**Source passage**

BEGIN

# Creating the table

- **`id`**: A `bigint` primary key that auto-increments, ensuring unique document identification.

- **`content`**: A `longtext` column for a chunk of the document's main content.

- **`v`**: A `vector` column that stores a 768-dimension vector. This enables advanced search capabilities and similarity comparisons based on the document's content.

- **`metadata`**: A `JSON` column for flexible storage of additional document attributes (in this example we just use the document name, but you can include other data points as needed)

In [11]:
%%sql
DROP TABLE IF EXISTS embeddings;
CREATE TABLE `embeddings` (
  `id` bigint NOT NULL AUTO_INCREMENT,
  `content` longtext CHARACTER SET utf8mb4 COLLATE utf8mb4_general_ci,
  `v` vector(768),
  `metadata` JSON,
  PRIMARY KEY (`id`)
);

In [12]:
!pip install boto3 sentence_transformers pdfplumber langchain --quiet

In [14]:
import boto3
import pdfplumber
from sentence_transformers import SentenceTransformer
from langchain.text_splitter import RecursiveCharacterTextSplitter
import io
from concurrent.futures import ThreadPoolExecutor
import singlestoredb as s2
import json
import numpy as np

In [16]:
# initialize S3 client
session = boto3.Session(
    aws_access_key_id='x', # replace with your access_key
    aws_secret_access_key='y', # replace with your secret_access_key
    aws_session_token='z' # replae with your session_token
)

s3_client = session.client('s3')

# set bucket name
bucket_name = 'example-vecs'

In [17]:
# List all PDF files in the bucket and save to variable
response = s3_client.list_objects_v2(Bucket=bucket_name)
pdf_keys = [obj['Key'] for obj in response.get('Contents', []) if obj['Key'].endswith('.pdf')]

## Embedding Model
Here, we define our embedding model. We use an open source model in this example, but you can switch this out for any embedding model of your choice, just make sure to adjust the vector dimension in the table DDL.

END

Pick up the notebook on loading PDF embeddings into a vector table and continue it from its last sentence.

**Data listing**
BEGIN

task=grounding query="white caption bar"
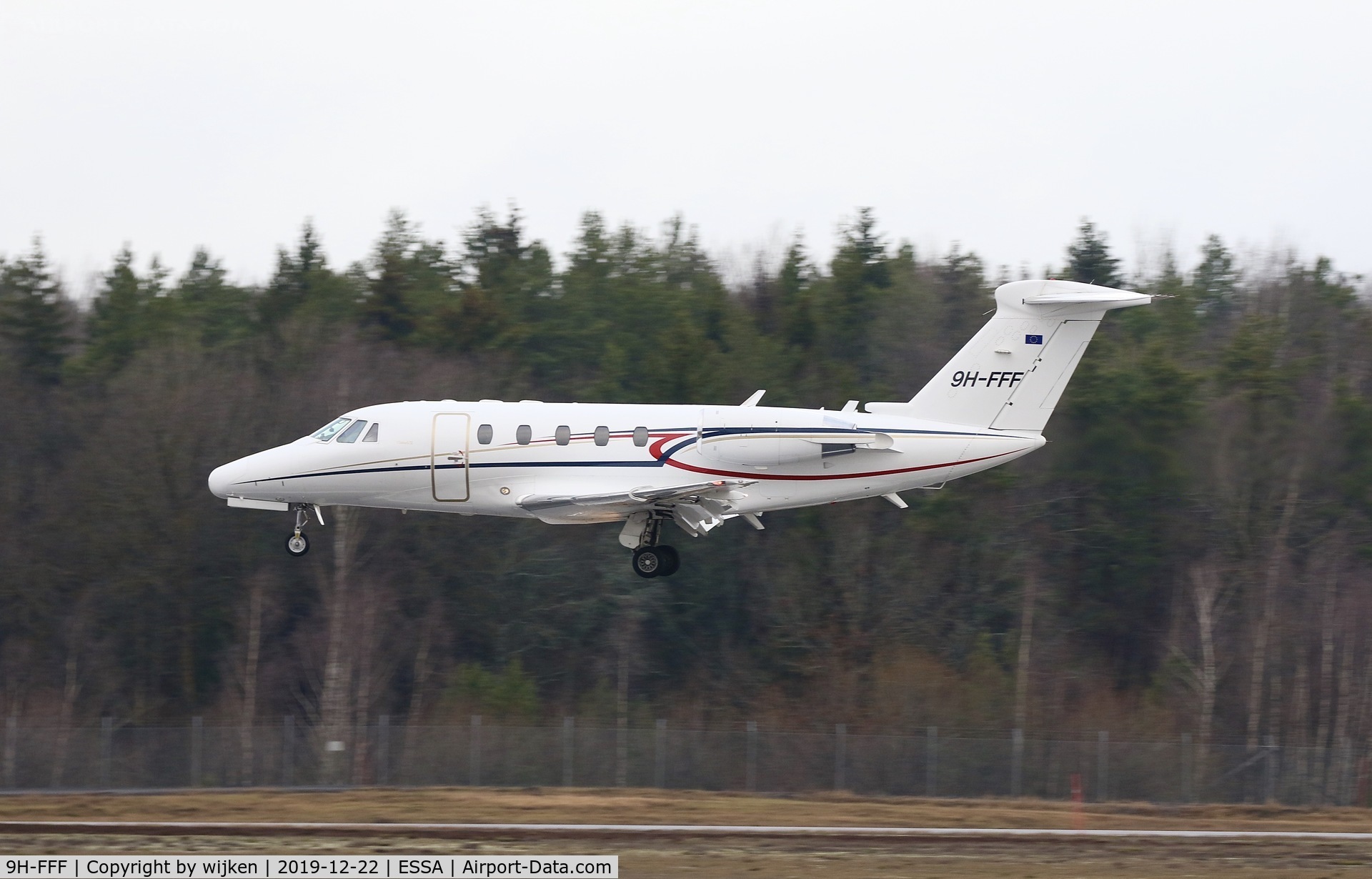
[0,854,619,879]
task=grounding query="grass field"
[0,788,1372,879]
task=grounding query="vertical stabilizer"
[867,281,1153,431]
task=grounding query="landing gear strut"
[634,515,682,577]
[285,503,310,558]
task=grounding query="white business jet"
[210,281,1153,577]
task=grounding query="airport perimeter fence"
[0,716,1369,806]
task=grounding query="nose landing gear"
[285,531,310,558]
[285,503,324,558]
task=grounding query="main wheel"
[655,546,682,577]
[285,532,310,558]
[634,546,664,577]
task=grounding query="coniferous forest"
[0,210,1372,748]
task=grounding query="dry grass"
[0,787,1372,833]
[0,788,1372,879]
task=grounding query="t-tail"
[867,281,1153,432]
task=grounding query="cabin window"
[310,418,352,443]
[339,419,367,443]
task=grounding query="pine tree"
[1068,218,1123,287]
[0,239,69,385]
[82,247,166,376]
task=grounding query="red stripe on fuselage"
[664,448,1023,482]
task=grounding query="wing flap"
[514,479,757,518]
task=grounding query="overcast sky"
[0,0,1372,282]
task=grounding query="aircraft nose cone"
[209,464,233,498]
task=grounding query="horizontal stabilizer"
[867,279,1153,432]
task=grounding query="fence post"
[1181,732,1192,803]
[1096,730,1110,803]
[376,715,391,785]
[100,715,114,790]
[468,715,482,787]
[282,715,295,787]
[191,716,204,787]
[4,715,19,787]
[1262,732,1278,803]
[1010,727,1025,797]
[562,717,576,787]
[653,717,667,788]
[834,722,848,790]
[925,727,938,797]
[744,720,757,793]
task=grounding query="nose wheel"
[634,546,682,577]
[285,503,315,558]
[285,531,310,558]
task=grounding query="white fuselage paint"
[209,400,1044,524]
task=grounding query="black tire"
[655,546,682,577]
[285,531,310,558]
[634,546,664,577]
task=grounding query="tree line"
[0,210,1372,749]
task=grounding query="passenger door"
[429,412,472,500]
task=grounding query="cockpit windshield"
[310,418,352,443]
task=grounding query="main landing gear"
[285,503,324,558]
[630,515,682,577]
[634,546,682,577]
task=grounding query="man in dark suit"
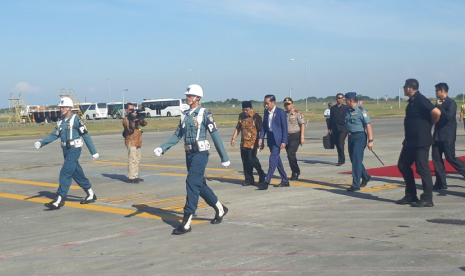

END

**Response box**
In [None]:
# load a pre-trained model for embeddings
model = SentenceTransformer('sentence-transformers/all-mpnet-base-v2')

## Chunking Methods

Chunking is a preprocessing step for RAG that involves breaking down large documents into smaller, manageable pieces of text. Smaller chunks generally allow for more precise information retrieval but potentially lack broader context. Conversely, larger chunks may provide more comprehensive context but can introduce noise and reduce the specificity of retrieved information. Finding the optimal chunk size often requires experimentation and consideration of factors such as the nature of the content, the end user's knowledge level of the information, and the specific requirements of the app.

### 1. Fixed-Size Chunking
- **Description**: Divides data into chunks of a predetermined size.
- **Pros**:
  - Simple to implement.
  - Efficient for uniform data.
- **Cons**:
  - May split meaningful data units.
  - Inefficient for variable-length data.

### 2. Semantic Chunking
- **Description**: Divides data based on semantic boundaries (e.g., sentences or paragraphs).
- **Pros**:
  - Preserves meaningful data units.
  - Useful for natural language processing.
- **Cons**:
  - Computationally expensive.
  - Requires language understanding.

### 3. Overlapping Chunking
- **Description**: Creates chunks with overlapping sections to ensure continuity.
- **Pros**:
  - Maintains context between chunks.
  - Reduces boundary issues.
- **Cons**:
  - Increases data redundancy.
  - Higher storage and processing requirements.

### 4. Dynamic Chunking
- **Description**: Adjusts chunk size based on data characteristics or processing needs.
- **Pros**:
  - Flexible and adaptive.
  - Optimizes performance for varying data.
- **Cons**:
  - Complex to implement.
  - Requires real-time analysis.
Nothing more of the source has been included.